§ **Extract to read**
= = =

Practice, or what Métis Elder, Elmer Ghostkeeper (2007) may deem as ritual, “is the repeated patterns of Métis behaviour, created by ideas, beliefs, values, feelings, etc., using the aspects of their mind and emotion, in order to make a living” (pp. 10-11). The Michif phrase kahkiihtwaam itootamihk means, repeatedly doing, or practice. Repeating behaviours create patterns, and perhaps, meaning in one’s life. This aligns with Elder Ghostkeeper’s (2007) notion of ritual as what we do day-to-day, how we live our lives defines who we are. Our day-to-day patterns can be implicit, invisible to us, or buried in our busy schedules which can hinder our awareness and consideration of how we live our lives as Métis. Becoming Métis is generative, operative, and relational (Brubaker and Cooper 2000); our attention requires us to be attuned to what is alive in our experiences. This inquiry became a process of making living experiences explicit, exposing how we move through the world in specific ways and how we are connected to “living lineage” (Gaudry, 2018, p. 164). The criticality of explicating what is alive in our experiences cannot be understated at a time when Indigeneity has become a commodity, especially for persons claiming to be Metis who are not. The phrase kahkiihtwaam itootamihk is a verb, there is an animacy that is insinuated, people cannot suddenly become Métis because they have mixed cultural influences. As Métis scholars have worked diligently to assert our practices are inherently tethered to existing communities from inheriting a “living lineage” (Gaudry, 2018, p. 164) that has been continuous through generations (Andersen, 2014; Flaminio, Gaudet and Dorion, 2020; Laliberte, 2013). Making practices explicit will help us build our repertoire of the beautiful tapestry of Métis lifeways. We have the practices, we need to remember and reclaim where we have come from, what we carry within us, while simultaneously living our own experiences.

= = =

§ **Material supplied**

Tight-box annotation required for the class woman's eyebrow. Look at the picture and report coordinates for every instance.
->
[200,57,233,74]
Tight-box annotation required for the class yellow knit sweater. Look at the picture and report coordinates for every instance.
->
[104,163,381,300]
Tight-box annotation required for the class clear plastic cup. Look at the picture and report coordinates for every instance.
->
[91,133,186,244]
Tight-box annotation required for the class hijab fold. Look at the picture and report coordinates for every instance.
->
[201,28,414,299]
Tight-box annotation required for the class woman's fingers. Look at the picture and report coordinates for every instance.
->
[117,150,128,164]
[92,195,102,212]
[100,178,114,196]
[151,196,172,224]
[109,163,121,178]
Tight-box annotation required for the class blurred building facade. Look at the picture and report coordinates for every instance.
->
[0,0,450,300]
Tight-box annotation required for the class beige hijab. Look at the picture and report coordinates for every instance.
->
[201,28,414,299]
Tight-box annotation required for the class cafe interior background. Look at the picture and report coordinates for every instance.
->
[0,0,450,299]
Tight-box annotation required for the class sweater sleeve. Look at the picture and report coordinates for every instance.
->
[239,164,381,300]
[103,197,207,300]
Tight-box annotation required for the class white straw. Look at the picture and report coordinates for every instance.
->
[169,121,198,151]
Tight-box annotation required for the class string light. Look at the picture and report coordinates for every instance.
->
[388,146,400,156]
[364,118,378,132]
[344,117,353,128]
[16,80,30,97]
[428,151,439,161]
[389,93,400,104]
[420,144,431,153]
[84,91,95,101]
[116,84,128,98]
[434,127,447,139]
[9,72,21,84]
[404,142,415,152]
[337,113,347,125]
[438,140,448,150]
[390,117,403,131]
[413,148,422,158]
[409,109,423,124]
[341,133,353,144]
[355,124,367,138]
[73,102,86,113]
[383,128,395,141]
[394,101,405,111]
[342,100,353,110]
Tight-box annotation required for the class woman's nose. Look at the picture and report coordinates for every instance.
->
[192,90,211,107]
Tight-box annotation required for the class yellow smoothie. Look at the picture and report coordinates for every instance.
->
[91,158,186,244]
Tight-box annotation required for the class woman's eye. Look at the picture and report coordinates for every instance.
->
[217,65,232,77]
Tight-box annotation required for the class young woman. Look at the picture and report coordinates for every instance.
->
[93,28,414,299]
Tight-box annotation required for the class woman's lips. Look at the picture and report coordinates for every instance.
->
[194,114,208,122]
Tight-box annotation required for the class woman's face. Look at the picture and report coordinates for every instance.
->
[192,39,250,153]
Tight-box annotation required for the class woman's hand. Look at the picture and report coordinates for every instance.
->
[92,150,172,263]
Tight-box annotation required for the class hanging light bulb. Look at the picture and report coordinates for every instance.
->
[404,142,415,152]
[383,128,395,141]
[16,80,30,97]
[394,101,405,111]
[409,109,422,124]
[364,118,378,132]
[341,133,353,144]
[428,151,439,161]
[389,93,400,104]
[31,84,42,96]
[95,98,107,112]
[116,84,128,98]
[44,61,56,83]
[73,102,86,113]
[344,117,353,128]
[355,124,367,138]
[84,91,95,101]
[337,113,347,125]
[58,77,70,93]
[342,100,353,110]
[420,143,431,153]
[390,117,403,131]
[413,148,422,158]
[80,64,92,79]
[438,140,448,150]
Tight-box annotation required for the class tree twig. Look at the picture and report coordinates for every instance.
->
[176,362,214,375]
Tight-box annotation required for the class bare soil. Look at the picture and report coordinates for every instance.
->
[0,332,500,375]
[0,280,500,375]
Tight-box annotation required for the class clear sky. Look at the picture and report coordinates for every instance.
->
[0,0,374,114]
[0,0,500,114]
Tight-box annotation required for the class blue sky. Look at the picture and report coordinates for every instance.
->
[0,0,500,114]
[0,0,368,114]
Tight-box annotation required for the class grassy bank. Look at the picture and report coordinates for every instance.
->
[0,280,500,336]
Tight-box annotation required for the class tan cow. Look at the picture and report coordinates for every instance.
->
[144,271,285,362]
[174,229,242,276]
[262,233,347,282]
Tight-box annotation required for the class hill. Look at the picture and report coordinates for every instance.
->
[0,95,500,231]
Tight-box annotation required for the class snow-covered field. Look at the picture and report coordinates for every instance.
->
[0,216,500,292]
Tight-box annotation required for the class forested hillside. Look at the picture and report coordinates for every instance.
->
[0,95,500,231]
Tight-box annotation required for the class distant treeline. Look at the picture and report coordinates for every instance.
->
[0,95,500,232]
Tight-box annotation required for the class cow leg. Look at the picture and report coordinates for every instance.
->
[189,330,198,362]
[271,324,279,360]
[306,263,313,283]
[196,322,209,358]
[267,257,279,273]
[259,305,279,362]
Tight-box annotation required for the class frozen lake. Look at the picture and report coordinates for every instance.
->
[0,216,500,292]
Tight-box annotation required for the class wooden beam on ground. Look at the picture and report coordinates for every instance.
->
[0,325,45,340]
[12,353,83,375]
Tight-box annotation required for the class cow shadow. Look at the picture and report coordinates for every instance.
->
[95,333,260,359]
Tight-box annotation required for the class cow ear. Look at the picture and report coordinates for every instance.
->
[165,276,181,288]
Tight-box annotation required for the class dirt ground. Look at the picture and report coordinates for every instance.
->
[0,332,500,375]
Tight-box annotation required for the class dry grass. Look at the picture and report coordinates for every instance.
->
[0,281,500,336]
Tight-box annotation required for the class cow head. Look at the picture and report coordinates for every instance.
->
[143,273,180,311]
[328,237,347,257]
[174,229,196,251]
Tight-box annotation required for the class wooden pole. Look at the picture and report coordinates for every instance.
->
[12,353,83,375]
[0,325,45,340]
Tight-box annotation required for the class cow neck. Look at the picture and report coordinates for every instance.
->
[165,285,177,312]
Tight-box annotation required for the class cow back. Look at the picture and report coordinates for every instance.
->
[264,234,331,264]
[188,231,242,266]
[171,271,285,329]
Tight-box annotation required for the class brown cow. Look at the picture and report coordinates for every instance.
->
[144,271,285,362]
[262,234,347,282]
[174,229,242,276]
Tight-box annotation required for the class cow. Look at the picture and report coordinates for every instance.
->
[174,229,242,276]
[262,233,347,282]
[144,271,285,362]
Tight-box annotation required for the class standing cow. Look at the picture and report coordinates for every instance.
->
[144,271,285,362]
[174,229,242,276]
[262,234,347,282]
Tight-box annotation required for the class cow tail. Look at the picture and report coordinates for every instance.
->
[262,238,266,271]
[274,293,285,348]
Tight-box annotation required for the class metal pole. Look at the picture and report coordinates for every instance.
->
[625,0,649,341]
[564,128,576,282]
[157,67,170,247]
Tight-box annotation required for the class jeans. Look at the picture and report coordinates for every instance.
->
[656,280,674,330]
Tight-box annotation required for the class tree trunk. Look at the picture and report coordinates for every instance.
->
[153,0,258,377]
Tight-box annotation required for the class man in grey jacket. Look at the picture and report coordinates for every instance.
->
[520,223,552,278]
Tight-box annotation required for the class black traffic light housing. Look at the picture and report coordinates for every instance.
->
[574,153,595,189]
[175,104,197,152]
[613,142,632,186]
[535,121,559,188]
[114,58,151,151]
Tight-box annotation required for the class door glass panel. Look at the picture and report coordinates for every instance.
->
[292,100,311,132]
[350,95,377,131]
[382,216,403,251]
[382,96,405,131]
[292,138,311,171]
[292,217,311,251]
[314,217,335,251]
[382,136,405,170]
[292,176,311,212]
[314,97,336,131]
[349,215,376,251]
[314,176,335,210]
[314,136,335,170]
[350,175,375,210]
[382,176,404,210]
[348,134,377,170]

= = =

§ **Requirements**
1 > Revise the listing, starting at its first line and going on through the line with "[192,90,211,107]", replacing "report" with "list" and leaving everything else unchanged.
2 > Continue the text on Métis practice and kahkiihtwaam itootamihk from where it stops.
The text on Métis practice has no connection to the listing.

§ **Exercise answers**
1 >
Tight-box annotation required for the class woman's eyebrow. Look at the picture and list coordinates for every instance.
->
[200,57,233,74]
Tight-box annotation required for the class yellow knit sweater. Look at the picture and list coordinates for every instance.
->
[104,163,381,300]
Tight-box annotation required for the class clear plastic cup. Look at the picture and list coordinates for every instance.
->
[91,133,186,244]
Tight-box annotation required for the class hijab fold. Look at the picture and list coordinates for every instance.
->
[201,28,414,299]
Tight-box annotation required for the class woman's fingers. Look at the picture and list coordinates for every instance.
->
[117,150,128,164]
[92,195,102,212]
[100,178,114,196]
[151,196,172,224]
[109,163,121,178]
Tight-box annotation required for the class blurred building facade. Look at the picture and list coordinates for every instance.
->
[0,0,450,300]
Tight-box annotation required for the class beige hijab. Look at the picture and list coordinates for every instance.
->
[201,28,414,299]
Tight-box annotation required for the class cafe interior background. Look at the picture and list coordinates for every instance.
->
[0,0,450,299]
Tight-box annotation required for the class sweater sleeve. Look at the picture and list coordinates for every instance.
->
[239,164,381,300]
[103,197,207,300]
Tight-box annotation required for the class white straw. Look at the picture and list coordinates for every instance.
->
[169,121,198,151]
Tight-box annotation required for the class string light. Look at the picture and list coordinates for every instance.
->
[388,146,400,156]
[364,118,378,132]
[344,117,353,128]
[16,80,30,97]
[428,151,439,161]
[389,93,400,104]
[420,144,431,153]
[84,91,95,101]
[116,84,128,98]
[434,127,447,139]
[9,72,21,84]
[404,142,415,152]
[337,113,347,125]
[438,140,448,150]
[390,117,403,131]
[413,148,422,158]
[409,109,423,124]
[341,133,353,144]
[355,124,367,138]
[73,102,86,113]
[383,128,395,141]
[394,101,405,111]
[342,100,353,110]
Tight-box annotation required for the class woman's nose. Look at the picture and list coordinates for every instance.
->
[192,90,211,107]

2 >
The rhythm of our practices are the pulses that keep us alive, metaphorically and literally. The pulsating of our movements causes a frequency over time (Lefebvre, 2013). French theorist, Henri Lefebvre (2013) in his theorizing of rhythmanalysis aligns with Ghostkeeper’s (2007) ritual in that practices need to be repetitive and further, they need to be consistent to be ‘measured’. However, “our sensations and perceptions, in fully and continuous appearances, contain repetitive figures, concealing them…we contain ourselves by concealing the diversity of our rhythms” (Lefebvre, 2013, p. 20). The mundaneness of our practices conceals them from being visible therefore, opportunities to explicate, with others, is crucial to expose the “diversity of our rhythms” (20).  Strong and consistent frequencies are needed to ensure that our practices endure and are continuous through generations. At times, the pulse of our practices that carry our cultural knowledge and understanding, have been faint, yet not absent, they are still there. The more we understand ourselves as Métis through our practices, the more we can illuminate the aliveness of our experiences thus provoking a capacity for miyo pimatisiwin – a good life. Coming into this inquiry, I already knew that many Métis, in cities, are living good lives, and it is these stories that need to be told!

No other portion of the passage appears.